TEXT SECTION —
⁂

A line item dubbed "Google other revenues," which includes both Google Cloud and its Pixel mobile phones, grew revenue by 38 percent in the fourth quarter to $4.7 billion -- not bad for side businesses.

And finally, chief financial officer Ruth Porat has brought more fiscal responsibility to the company. "Alphabet hired Ruth Porat as CFO in the spring of 2015, and we view her hire as a big step toward 'grown up' management," Walkush says.

Cons to buying GOOG stock. Interestingly enough, one of the biggest cons to buying Alphabet shares is the fact that Amazon.com ( AMZN) exists. Not only that it exists, but that it's attacking the search giant on all fronts.

Perhaps the greatest long-term risk Amazon poses to GOOG is its encroachment into voice search -- perhaps the future of search itself -- where its Alexa virtual assistant has a huge first-mover advantage.

Amazon is also seizing digital advertising dollars, as marketers shift spending to Amazon.com's growing platform and more and more lucrative product searches begin on Amazon than Google. In cloud, Amazon Web Services is the clear market leader, with Google Cloud playing catch-up, and Jeff Bezos's ruthlessly opportunistic company is also devoting time, energy and resources to AI.

Another thing to worry about is the specter of regulation, which is getting bigger and bigger headlines.

"Facebook's problems have already attracted scrutiny that could envelop all of the major internet services giants," says Barry Randall, chief investment officer of Crabtree Asset Management. "When politicians start using the phrase 'too much power' about companies, the regulatory climate rarely improves from that point forward."

Lastly, GOOG stock is arguably somewhat overvalued. By no means is Alphabet the most egregiously priced company in the market, or even the most overpriced in Silicon Valley -- but there seems to be a moderate cyclical overvaluation, and GOOG shares are affected by this.

⁂

WHAT IS ASKED —
A. Translate this sentence from the passage on Alphabet stock above into Spanish: "Another thing to worry about is the specter of regulation, which is getting bigger and bigger headlines."
B. Continue the passage on Alphabet stock above, picking up right after its final sentence.

⁂

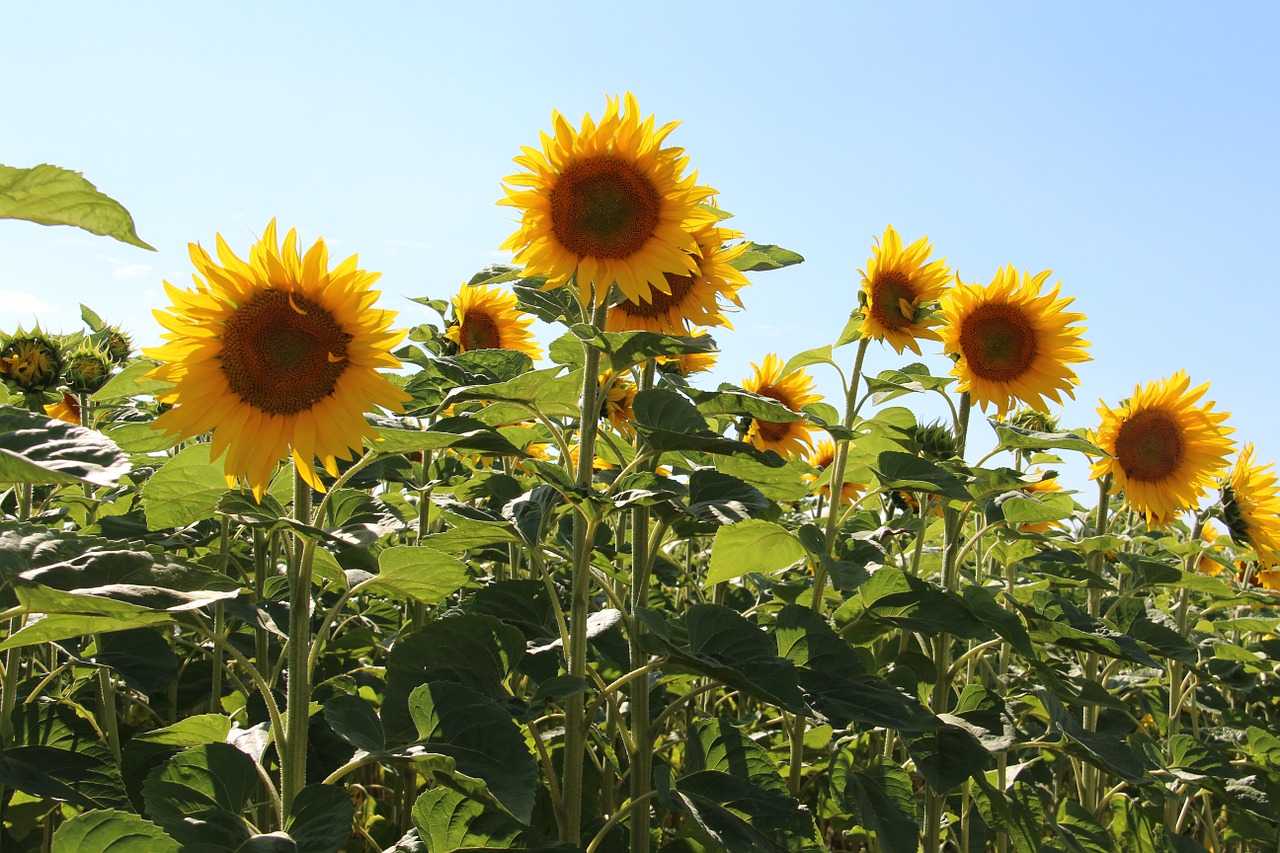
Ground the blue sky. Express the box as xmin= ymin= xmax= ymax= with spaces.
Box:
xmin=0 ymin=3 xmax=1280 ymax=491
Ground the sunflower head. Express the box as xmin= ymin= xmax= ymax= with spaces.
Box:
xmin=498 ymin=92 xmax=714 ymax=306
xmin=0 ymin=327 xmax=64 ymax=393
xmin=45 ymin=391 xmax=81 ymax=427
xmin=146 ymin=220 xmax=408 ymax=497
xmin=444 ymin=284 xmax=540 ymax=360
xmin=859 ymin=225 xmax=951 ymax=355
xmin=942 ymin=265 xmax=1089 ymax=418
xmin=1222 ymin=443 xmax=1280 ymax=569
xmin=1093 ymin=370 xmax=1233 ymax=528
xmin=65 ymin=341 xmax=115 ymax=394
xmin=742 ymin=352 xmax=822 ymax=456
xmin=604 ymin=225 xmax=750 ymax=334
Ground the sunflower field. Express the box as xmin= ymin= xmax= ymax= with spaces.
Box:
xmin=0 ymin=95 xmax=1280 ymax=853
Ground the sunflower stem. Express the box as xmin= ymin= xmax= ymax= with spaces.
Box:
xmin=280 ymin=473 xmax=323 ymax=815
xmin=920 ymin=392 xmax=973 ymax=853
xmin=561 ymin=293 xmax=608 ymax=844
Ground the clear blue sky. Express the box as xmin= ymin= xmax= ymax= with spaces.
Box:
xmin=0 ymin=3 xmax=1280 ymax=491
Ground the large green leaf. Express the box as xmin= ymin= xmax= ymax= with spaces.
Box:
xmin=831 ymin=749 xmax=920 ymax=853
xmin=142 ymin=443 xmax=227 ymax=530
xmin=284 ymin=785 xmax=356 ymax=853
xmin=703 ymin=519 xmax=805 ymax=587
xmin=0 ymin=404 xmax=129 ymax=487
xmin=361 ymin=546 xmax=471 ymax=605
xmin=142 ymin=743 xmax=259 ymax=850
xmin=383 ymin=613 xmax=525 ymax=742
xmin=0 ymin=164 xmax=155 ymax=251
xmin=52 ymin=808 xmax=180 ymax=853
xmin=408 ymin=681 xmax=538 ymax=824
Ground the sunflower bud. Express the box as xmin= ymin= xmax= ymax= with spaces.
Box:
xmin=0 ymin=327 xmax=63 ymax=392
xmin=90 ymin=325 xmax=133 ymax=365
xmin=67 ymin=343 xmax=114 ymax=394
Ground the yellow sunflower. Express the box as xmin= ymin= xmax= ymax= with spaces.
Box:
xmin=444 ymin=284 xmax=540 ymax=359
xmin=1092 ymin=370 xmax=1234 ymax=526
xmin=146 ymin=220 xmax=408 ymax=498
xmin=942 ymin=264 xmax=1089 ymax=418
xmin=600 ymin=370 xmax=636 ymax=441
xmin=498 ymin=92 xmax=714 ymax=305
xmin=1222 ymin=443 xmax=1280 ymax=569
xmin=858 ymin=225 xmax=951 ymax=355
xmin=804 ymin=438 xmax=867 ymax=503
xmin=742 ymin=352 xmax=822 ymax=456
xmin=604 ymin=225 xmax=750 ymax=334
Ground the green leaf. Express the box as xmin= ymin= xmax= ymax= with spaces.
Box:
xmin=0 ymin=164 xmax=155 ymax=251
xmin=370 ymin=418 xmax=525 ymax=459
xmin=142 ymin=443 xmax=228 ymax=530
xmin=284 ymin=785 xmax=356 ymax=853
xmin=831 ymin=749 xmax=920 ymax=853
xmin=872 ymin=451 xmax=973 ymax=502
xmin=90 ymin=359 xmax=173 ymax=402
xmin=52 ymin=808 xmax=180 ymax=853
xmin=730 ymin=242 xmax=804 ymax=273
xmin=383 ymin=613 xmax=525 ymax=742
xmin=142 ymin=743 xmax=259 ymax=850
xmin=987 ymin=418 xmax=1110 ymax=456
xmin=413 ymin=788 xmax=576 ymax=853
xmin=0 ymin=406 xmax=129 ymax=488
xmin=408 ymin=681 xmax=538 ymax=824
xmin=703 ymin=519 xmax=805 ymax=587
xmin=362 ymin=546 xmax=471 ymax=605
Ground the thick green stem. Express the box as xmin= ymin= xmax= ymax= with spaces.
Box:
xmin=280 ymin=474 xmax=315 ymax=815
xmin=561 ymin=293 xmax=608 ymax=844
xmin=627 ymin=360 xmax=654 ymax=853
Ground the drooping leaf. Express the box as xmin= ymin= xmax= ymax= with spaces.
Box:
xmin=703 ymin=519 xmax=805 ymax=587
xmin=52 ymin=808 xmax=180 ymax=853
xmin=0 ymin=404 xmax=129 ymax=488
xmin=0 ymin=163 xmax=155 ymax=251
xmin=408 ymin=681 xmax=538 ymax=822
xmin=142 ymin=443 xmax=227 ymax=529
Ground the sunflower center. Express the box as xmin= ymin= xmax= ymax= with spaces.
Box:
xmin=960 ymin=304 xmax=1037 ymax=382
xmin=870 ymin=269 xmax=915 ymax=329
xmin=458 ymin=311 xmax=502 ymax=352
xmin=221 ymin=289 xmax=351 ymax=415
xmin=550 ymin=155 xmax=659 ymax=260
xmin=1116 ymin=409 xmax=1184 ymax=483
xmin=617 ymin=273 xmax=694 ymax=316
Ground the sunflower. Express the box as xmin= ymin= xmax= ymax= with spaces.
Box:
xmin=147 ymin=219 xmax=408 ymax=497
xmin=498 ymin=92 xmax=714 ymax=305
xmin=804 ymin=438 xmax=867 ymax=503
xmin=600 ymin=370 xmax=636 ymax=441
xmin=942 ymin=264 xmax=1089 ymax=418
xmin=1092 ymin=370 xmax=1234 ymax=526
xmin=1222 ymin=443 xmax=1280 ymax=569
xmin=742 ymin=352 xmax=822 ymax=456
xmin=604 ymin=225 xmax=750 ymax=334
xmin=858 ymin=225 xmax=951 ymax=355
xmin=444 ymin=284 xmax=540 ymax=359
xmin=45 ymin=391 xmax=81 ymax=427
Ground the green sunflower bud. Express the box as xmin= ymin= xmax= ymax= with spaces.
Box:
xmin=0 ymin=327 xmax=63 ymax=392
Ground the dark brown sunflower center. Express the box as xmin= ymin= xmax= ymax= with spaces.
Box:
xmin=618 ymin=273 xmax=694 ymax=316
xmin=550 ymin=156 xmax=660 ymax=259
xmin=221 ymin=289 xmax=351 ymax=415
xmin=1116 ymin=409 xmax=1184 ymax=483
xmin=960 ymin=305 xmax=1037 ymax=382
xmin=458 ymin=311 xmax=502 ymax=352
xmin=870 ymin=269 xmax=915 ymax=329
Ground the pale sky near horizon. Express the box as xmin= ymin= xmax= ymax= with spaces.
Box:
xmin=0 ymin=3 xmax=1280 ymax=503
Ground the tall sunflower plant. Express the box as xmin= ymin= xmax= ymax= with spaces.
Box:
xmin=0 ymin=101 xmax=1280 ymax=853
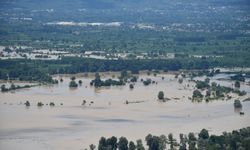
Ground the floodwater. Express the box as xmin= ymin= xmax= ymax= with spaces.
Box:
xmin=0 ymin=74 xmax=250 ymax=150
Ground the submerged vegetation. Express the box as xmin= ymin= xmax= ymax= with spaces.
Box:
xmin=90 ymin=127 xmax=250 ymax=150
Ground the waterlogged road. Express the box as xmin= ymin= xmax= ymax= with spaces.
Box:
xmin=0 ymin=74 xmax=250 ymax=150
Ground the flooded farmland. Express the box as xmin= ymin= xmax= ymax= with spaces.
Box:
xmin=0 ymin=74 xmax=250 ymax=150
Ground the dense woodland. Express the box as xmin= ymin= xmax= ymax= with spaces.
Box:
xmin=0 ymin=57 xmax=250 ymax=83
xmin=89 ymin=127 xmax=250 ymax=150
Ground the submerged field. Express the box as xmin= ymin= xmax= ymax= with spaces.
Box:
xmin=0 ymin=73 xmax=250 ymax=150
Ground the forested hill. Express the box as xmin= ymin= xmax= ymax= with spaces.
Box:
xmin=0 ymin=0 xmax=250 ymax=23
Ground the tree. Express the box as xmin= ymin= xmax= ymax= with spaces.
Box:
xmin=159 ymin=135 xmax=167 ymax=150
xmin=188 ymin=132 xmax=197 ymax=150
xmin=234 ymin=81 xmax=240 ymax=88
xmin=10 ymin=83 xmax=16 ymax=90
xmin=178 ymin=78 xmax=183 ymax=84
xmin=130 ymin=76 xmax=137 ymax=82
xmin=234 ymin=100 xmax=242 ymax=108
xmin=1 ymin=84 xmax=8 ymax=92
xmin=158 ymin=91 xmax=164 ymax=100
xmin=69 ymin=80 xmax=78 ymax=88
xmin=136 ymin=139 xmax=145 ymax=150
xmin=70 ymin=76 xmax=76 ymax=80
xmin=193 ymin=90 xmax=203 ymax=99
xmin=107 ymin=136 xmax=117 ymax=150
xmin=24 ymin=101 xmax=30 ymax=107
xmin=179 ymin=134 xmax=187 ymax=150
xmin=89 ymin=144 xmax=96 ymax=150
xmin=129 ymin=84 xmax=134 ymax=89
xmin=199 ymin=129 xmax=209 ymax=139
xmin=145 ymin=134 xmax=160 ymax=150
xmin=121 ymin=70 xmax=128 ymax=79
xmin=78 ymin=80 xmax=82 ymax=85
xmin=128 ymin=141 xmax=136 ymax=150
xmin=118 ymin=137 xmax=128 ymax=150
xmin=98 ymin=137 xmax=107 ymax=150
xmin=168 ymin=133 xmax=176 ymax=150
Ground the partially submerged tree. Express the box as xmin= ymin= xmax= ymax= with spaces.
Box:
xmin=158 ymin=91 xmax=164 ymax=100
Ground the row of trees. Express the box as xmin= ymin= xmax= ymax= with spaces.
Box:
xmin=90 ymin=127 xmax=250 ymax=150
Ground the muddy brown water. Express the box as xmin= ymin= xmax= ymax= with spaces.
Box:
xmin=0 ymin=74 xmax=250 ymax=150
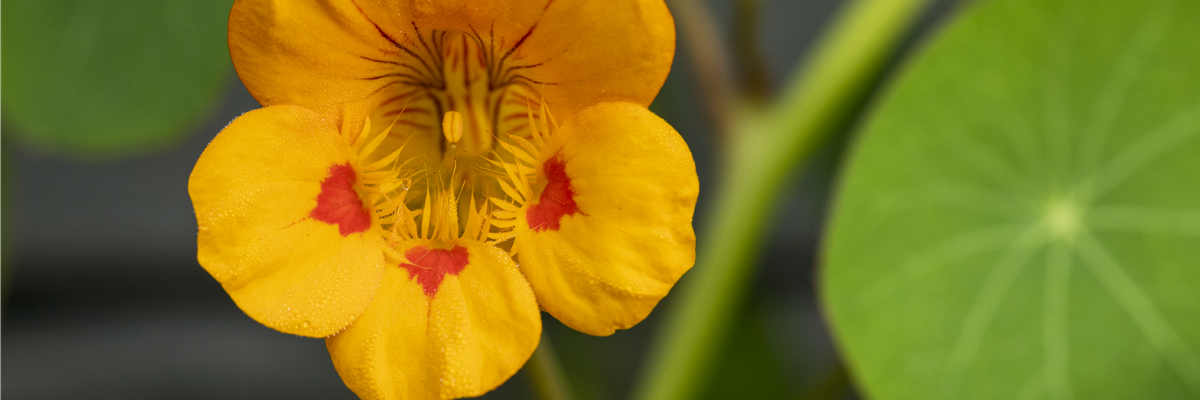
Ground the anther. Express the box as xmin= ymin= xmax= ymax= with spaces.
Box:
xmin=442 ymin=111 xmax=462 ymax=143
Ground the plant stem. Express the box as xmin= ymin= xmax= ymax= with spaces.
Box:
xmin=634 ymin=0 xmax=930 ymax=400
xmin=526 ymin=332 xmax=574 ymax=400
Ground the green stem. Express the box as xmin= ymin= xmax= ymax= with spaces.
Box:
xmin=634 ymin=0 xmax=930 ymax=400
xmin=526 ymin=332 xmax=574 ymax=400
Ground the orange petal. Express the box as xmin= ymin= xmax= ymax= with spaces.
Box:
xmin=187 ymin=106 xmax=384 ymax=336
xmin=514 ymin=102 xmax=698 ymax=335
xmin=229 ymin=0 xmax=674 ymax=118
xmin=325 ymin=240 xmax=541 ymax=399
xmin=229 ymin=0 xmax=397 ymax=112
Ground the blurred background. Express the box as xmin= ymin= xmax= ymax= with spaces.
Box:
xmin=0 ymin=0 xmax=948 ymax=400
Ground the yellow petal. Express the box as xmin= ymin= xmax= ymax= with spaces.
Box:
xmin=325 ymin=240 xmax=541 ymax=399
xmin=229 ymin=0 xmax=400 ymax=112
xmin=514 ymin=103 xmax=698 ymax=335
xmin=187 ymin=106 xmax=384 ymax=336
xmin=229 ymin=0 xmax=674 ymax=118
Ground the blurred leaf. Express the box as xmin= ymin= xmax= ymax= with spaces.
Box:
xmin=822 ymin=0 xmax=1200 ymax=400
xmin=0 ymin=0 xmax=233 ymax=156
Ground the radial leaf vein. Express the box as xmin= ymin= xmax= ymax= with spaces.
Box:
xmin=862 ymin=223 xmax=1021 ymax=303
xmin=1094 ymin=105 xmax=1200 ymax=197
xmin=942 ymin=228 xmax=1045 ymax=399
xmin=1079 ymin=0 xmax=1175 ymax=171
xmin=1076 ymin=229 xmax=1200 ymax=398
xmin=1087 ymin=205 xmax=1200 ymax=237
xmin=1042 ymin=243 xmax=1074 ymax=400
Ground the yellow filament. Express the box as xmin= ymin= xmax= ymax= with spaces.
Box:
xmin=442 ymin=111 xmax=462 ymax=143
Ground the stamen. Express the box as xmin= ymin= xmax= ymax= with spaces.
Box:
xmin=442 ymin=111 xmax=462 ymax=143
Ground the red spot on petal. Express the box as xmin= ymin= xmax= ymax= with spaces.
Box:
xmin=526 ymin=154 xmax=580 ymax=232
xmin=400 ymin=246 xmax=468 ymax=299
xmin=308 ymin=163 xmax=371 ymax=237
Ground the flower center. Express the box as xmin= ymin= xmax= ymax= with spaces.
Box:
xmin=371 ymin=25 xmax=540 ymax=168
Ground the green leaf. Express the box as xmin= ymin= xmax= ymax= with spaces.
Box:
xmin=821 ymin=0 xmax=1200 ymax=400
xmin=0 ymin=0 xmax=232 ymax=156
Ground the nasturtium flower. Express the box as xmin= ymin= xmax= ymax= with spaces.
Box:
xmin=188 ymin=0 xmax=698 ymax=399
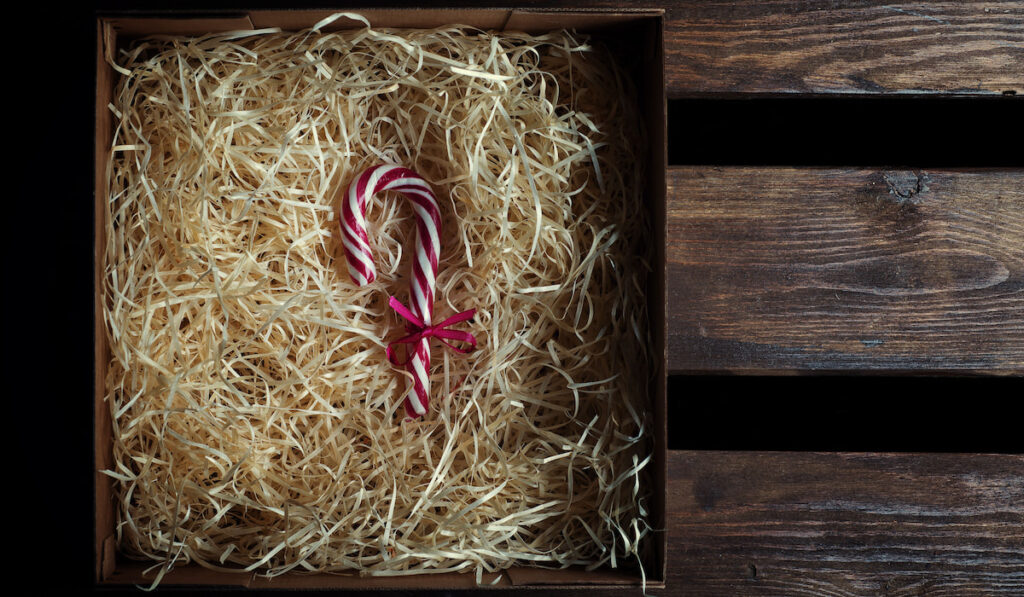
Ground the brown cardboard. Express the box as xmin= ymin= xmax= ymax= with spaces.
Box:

⁂

EXPECTED ANSWERS —
A. Otra cosa de la que preocuparse es el fantasma de la regulación, que acapara titulares cada vez más grandes.

B.
Alphabet trades for about 34 times adjusted earnings, and yet earnings per share grew at just 15 percent in 2017. Legendary growth investor Peter Lynch advised trying to buy stocks at a price-earnings ratio equal to or less than the earnings growth rate, and that rule of thumb still stands today.

Bottom line for GOOG stock. No stock is perfect, and Alphabet is no different. But the company does have an incredible competitive advantage in search, and works hard to innovate and stay on top of its cash cow, while diversifying its business and researching areas for future dynamic growth.

[See: 8 Catalysts That Are Moving Amazon Stock.]

There's no other company in the world positioned the way the Alphabet is, and that's the most compelling fundamental reason to buy. Still, GOOG stock is arguably expensive, and buying it at an elevated price means you may have to wait a bit longer for great returns.

If you're holding for the long-term though, and want to own one of the most compelling companies in tech, there's nothing wrong with buying some GOOG now and adding more if and when it pulls back.